Foundations of Acoustics Flashcards
What is AIR PRESSURE?
The force that air exerts on the object it touches, normalised by its contact area
What is the average air pressure?
101,000Nm^2 or 1.01x10^5Nm^2
What type of wave is a soundwave?
Longitudinal wave
What is the physical construction of a sound?
Vibrations caused by variations in air pressure over a short period of time
Define a PURE TONE
The simplest form of sound, represented (temporally) by a sinusoidal wave
What are the properties of a pure tone (in its temporal/sinusoidal representation)?
- Pressure as a function of time
- Periodic/regular
- 1 sine component
What is the speed of sound?
343m/s
Define COMPRESSION
Band of high pressure where there is a high density of air particles, corresponding to the sine peak
Define RAREFRACTION
Band of low pressure where there is a low density of air particles, corresponding to the sine trough
Define AMPLITUDE; how is it measured and does it effect sound?
- The degree of pressure fluctuation
- Measured from bassline to extrema
- Effects LOUDNESS - the higher the amplitude, the louder the sound
Define FREQUENCY; how is it measured? What is its units? How does it effect sound?
- The amount of sinusoidal wave cycles per second
- Measured in Hz
- The physical correlate to pitch: x2 = ^8ve; (x2)(x1.5) = ^compound p5th
Define PHASE: what range of values can it take?
The position along the wave cycle a sound starts, between 0 and 2π
What is the formal definition (equation) for a SINE WAVE?
x(t) = A sin(2πft + ø)
Relative pressure = Amplitude x Sin(2π (frequency (Hz) x time (s)) + phase)

Data supplied ▸
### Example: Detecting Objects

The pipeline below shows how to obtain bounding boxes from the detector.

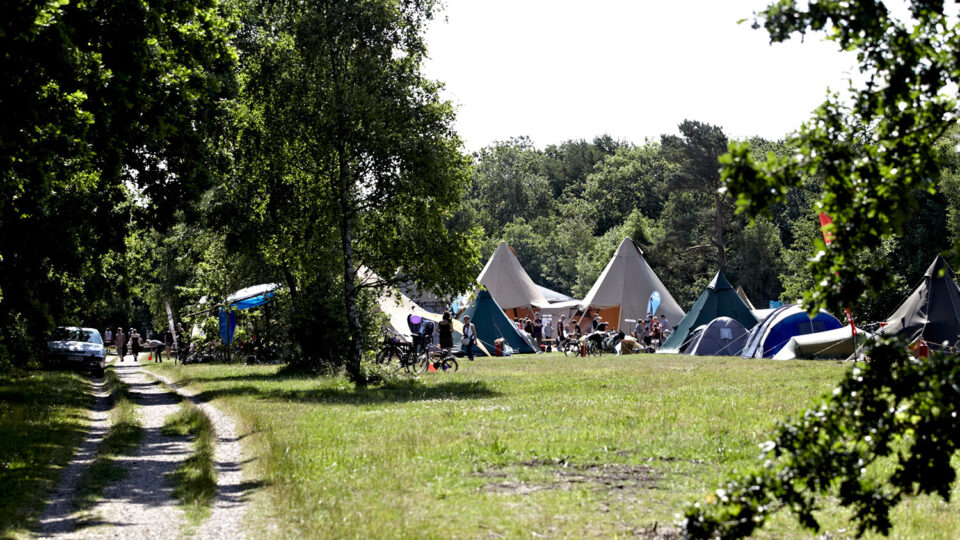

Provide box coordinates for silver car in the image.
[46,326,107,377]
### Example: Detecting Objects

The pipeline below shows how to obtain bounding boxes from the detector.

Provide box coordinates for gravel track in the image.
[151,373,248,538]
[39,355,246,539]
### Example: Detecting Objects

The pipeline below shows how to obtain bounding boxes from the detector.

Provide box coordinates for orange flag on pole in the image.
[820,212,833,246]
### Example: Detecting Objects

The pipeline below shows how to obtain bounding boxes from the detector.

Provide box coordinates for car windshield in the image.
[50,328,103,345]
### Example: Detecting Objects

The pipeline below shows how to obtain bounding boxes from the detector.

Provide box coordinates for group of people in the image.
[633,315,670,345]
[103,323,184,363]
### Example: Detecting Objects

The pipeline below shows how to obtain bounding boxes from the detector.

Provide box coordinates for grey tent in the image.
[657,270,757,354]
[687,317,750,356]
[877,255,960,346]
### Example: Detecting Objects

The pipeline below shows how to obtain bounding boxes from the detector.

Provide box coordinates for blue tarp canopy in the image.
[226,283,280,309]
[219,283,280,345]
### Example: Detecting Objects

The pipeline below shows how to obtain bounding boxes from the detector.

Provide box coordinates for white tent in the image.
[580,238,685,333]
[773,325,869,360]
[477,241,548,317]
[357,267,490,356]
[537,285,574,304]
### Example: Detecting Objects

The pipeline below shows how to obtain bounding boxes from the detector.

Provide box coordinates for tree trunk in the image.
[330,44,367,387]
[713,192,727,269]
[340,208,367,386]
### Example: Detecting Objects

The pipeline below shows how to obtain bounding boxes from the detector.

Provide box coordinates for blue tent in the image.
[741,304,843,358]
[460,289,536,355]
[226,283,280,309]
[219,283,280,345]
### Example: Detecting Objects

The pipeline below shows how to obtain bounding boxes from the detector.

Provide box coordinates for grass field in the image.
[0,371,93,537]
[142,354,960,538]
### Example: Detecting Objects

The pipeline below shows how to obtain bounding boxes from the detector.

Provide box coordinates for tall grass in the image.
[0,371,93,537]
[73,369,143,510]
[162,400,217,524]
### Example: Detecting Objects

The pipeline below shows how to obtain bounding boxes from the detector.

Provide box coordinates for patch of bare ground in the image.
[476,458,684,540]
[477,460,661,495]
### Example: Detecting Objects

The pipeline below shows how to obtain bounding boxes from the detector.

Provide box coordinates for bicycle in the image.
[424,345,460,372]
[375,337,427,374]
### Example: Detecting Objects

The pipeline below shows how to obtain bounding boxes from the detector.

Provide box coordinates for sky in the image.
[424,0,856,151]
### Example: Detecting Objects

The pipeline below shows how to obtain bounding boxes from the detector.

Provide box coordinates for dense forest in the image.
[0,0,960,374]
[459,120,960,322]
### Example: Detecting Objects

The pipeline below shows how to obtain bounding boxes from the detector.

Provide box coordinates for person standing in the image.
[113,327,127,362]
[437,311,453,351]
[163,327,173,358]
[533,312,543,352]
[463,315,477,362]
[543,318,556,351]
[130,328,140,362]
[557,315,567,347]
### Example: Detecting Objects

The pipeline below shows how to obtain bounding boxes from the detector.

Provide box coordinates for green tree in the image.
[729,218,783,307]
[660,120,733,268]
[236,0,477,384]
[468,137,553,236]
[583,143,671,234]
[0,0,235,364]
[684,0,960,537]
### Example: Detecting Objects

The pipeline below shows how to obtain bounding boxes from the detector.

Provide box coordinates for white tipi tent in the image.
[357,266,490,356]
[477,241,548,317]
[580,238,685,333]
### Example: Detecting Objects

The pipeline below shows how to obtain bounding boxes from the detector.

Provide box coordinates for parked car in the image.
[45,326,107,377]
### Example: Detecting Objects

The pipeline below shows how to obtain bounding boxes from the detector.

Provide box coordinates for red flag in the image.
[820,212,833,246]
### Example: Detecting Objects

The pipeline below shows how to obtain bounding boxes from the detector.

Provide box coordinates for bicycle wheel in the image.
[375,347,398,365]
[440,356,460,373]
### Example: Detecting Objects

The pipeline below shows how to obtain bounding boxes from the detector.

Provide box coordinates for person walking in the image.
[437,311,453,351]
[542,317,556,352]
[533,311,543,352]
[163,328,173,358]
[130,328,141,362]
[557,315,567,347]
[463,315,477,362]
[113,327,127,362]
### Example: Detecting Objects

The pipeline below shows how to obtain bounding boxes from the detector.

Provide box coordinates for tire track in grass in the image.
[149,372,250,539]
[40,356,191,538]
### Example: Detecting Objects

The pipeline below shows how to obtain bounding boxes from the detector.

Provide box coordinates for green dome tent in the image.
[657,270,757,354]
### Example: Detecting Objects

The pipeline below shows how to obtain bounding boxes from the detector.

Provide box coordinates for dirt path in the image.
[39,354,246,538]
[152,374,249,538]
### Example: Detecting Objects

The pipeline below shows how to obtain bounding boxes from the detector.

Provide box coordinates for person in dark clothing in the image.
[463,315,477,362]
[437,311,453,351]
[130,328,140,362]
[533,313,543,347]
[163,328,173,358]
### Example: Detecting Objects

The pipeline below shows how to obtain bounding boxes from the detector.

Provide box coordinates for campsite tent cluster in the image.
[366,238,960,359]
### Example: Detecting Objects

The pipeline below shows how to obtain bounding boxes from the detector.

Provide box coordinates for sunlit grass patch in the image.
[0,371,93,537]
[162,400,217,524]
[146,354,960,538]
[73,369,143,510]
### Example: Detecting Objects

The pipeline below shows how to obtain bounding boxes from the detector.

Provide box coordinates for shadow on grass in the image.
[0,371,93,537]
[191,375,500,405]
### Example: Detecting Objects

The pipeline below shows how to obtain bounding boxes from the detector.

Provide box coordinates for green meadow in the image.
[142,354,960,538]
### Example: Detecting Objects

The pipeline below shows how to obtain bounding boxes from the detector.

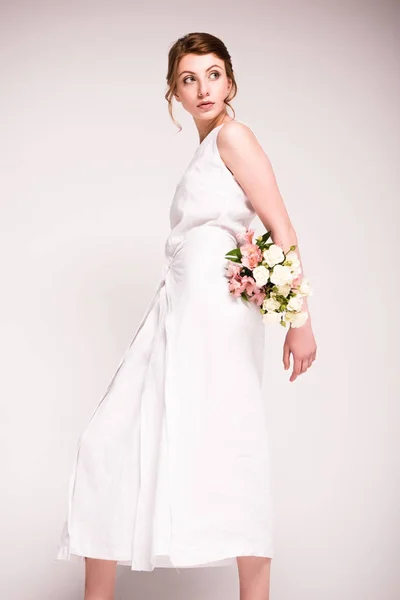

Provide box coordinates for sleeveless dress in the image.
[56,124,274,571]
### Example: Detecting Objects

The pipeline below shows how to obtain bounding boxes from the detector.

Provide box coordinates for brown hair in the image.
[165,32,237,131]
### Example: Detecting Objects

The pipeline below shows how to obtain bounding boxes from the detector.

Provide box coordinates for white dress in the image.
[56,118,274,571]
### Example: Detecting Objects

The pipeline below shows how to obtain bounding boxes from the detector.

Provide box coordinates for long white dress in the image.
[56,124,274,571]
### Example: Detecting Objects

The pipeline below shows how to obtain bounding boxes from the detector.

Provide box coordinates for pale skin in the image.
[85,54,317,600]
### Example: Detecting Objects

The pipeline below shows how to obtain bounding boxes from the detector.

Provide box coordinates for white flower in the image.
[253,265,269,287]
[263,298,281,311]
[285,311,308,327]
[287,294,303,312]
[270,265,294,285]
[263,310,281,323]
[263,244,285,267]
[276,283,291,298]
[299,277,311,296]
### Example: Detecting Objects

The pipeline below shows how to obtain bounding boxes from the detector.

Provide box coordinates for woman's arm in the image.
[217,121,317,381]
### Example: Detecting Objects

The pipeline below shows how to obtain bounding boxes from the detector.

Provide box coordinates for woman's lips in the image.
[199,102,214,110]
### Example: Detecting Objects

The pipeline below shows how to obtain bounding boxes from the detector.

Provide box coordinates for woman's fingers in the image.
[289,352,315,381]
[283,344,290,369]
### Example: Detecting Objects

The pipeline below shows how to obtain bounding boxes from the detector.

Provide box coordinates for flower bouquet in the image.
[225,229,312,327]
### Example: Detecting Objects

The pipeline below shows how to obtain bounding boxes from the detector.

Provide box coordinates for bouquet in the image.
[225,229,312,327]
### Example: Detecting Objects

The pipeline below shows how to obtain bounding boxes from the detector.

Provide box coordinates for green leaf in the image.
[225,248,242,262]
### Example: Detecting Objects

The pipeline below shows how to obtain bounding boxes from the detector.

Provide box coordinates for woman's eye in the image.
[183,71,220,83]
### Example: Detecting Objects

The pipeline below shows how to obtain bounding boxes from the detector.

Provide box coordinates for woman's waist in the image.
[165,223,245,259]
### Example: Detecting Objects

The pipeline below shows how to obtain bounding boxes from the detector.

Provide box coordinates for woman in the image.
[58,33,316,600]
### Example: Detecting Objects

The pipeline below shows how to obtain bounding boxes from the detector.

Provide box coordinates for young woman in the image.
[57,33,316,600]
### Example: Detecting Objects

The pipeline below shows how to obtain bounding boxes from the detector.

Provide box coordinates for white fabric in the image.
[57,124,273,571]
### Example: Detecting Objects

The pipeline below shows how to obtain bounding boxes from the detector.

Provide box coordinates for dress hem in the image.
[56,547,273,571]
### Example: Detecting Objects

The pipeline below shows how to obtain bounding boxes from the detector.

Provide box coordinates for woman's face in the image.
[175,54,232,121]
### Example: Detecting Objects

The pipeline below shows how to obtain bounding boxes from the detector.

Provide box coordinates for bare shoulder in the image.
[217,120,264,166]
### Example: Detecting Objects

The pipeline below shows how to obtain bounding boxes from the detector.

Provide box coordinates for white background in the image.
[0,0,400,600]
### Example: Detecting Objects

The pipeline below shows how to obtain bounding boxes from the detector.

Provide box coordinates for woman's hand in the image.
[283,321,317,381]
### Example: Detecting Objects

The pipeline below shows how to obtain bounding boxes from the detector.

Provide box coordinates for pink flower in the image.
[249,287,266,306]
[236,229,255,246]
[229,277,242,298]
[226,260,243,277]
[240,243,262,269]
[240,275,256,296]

The task ▸
Copy everything in the acoustics flashcards from "- The degree" down to "sin(2πft + ø)".

Exercise solution ▸
- The degree of pressure fluctuation
- Measured from bassline to extrema
- Effects LOUDNESS - the higher the amplitude, the louder the sound
Define FREQUENCY; how is it measured? What is its units? How does it effect sound?
- The amount of sinusoidal wave cycles per second
- Measured in Hz
- The physical correlate to pitch: x2 = ^8ve; (x2)(x1.5) = ^compound p5th
Define PHASE: what range of values can it take?
The position along the wave cycle a sound starts, between 0 and 2π
What is the formal definition (equation) for a SINE WAVE?
x(t) = A sin(2πft + ø)